* **Questions on the material**:
1. According to the oral biochemistry flashcards, below what pH does saliva become unsaturated?
2. Do these statements agree with the oral biochemistry flashcards? Answer yes or no for each and quote the deciding words. (a) Nucleation is the easy step in mineralization. (b) A higher Ksp means higher solubility. (c) Dissolution is favored under supersaturated conditions.
3. Continue the oral biochemistry flashcards after their last card.

* **Extract to read**:
_ _ _ _ _ _ _

Oral Biochemistry Flashcards
Define ‘biomineralization’
process by which organisms form minerals
Define ‘amorphous biomineralization’
Mineral structure doesn’t have regular size, shape or spatial organization
Define ‘crystalline biomineralization’
Atoms in mineral are organized in repeated units
How can such complex shapes of minerals form within living organisms?
Scaffold - proteins (e.g. collagen) that give a rigid frame on which the mineral can form
Hydroxyapatite - filling material that fills the scaffold frame
Describe the two steps to crystallization
1) Nucleation: local region of solvent become saturated with solute, and solute molecule create a stable cluster. Requires molecules to line up just right for crystallization. Rare for complex crystals.
2) Growth: subsequent growth after nucleation has occurred.
T/F - Nucleation is the easy step in mineralization (i.e. takes the shortest)
False, takes the longest, and is the difficult step
Describe ‘dissolving’
Crystal components becoming integrate with water:
- Gravity wants precipitates to form
- Water surrounds the ion to oppose gravity
- Increase temperature allows water to be “burrowed” by multiple ions; thus, increasing solubility
Define solubility constant (Ksp)
Measure of how soluble a substance is
Define Ksp
This is the product of the dissolved ion concentrations in solution at equilibrium.
Higher Ksp = Higher solubility
Define saturated solution conditions
Ion product = Ksp
Define supersaturated conditions
- Ion product > Ksp
- Precipitation/mineralization favoured
Define undersaturated conditions
- Ion product < Ksp
- Dissolution/demineralization favoured
When does enamel begin to dissolve?
- When hydroxyapatite Ksp = 0.7 mM^2 (very low)
- HA Ksp increases exponentially with lowering pH
- Saliva become unsaturated when pH < 5
Define ‘Unit cells’
Regular repeated structure of crystals that fit together specifically. All atoms in a unit cell have a specific space and location (other atoms won’t fit there)
What is nucleation?
Nucleation is the formation of a critical amount of unit cells that act as template for new crystals to form.
Define matrix protein
Template protein to position the atoms to hydroxyapatite.

_ _ _ _ _ _ _

* **Information shown**:

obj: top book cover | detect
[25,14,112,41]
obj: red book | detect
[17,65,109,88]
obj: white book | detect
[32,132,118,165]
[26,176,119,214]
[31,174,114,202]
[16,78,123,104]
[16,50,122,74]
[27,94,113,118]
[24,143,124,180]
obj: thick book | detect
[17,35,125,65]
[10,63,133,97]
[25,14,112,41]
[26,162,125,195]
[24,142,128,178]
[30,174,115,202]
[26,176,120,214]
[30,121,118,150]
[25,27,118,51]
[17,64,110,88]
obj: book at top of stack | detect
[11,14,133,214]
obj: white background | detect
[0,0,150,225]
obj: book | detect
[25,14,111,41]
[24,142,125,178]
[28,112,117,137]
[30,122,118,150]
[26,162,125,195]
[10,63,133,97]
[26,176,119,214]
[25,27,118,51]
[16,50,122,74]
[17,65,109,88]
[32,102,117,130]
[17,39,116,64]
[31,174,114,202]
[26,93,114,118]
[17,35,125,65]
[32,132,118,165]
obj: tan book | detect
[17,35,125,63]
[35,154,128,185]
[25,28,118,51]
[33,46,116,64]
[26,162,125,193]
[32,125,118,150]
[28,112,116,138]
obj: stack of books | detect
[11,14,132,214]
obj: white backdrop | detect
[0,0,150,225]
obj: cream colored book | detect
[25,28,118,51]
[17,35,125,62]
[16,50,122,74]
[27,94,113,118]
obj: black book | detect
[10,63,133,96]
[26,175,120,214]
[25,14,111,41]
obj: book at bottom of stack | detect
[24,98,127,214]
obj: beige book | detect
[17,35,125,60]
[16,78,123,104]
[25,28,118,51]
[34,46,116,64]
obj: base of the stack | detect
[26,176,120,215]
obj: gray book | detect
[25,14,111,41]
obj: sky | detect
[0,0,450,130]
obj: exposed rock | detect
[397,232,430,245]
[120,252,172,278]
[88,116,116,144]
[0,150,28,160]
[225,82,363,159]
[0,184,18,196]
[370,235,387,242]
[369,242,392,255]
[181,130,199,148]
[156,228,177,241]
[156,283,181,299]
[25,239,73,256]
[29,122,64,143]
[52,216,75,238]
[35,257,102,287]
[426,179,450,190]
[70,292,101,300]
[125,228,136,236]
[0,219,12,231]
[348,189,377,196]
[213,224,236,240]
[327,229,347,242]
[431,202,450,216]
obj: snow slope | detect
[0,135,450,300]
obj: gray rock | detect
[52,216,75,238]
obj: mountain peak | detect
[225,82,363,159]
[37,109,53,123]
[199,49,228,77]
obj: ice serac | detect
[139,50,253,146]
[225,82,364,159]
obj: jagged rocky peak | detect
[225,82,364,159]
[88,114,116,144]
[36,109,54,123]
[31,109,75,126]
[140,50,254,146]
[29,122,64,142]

_ _ _ _ _ _ _

* **Responses for each task**:
1. Below pH 5.

2.
(a) No: "False, takes the longest, and is the difficult step"
(b) Yes: "Higher Ksp = Higher solubility"
(c) No: "Precipitation/mineralization favoured"

3.
Name functions of matrix vesicles
- Concentrate the intracellular phosphate and calcium
- Secrete the matrix vesicle to the cell surface
- Provide high concentration of “supplies” to the crystal growth site
List bone composition’s organic and inorganic material
Organic material:
- Cell
- Collagen
- Glycosaminoglycans
- Proteoglycans and proteins
Inorganic material:
- Hydroxyapatite
- Calcium carbonate
Describe intramembranous ossification
Formed directly in loose mesenchyme from an osteoblast-secreting scaffold and matrix vesicles, then calcifying:
- bone that are constantly under tension
- Irregular bones (e.g. skull bones)
Describe ‘endochondral ossification’
Formed from the replacement of a hyaline cartilage model. Primary and secondary ossification centres form:
- Bones that are needed to perform immediately and are constantly under pressure
- Long bones
Describe osteoclast/osteoblast activity balance
Osteoblasts secrete RANKL and a decoy protein (OPG) that binds with the RANKL. If PTH is present, the decoy protein product is blocked. This allows the RANKL to bind with RANK receptors on pre-osteoclasts
- RANK receptors trigger production and maturation of osteoclasts
- PTH triggers osteoclast activity, by binding decoy protein (OPG)
- This ensures that osteoclastic activity only occurs in the presence of active osteoblasts
- This ensure that osteoblastic activity always matches osteoclastic activity.
Clinically, how do you get netloss of bone during inflammation (e.g. alveolar bone loss in root inflammation)?
- Inflammation and bacteria intermediates bind directly to the RANK receptor and activate the RANK cascade, but not through the osteoblasts: Trigger osteoclast activity, disproportionally to osteoblast activity.
- Since osteoblast/osteoclast activity is so linked, replacement of loss bone is slow and often permanent.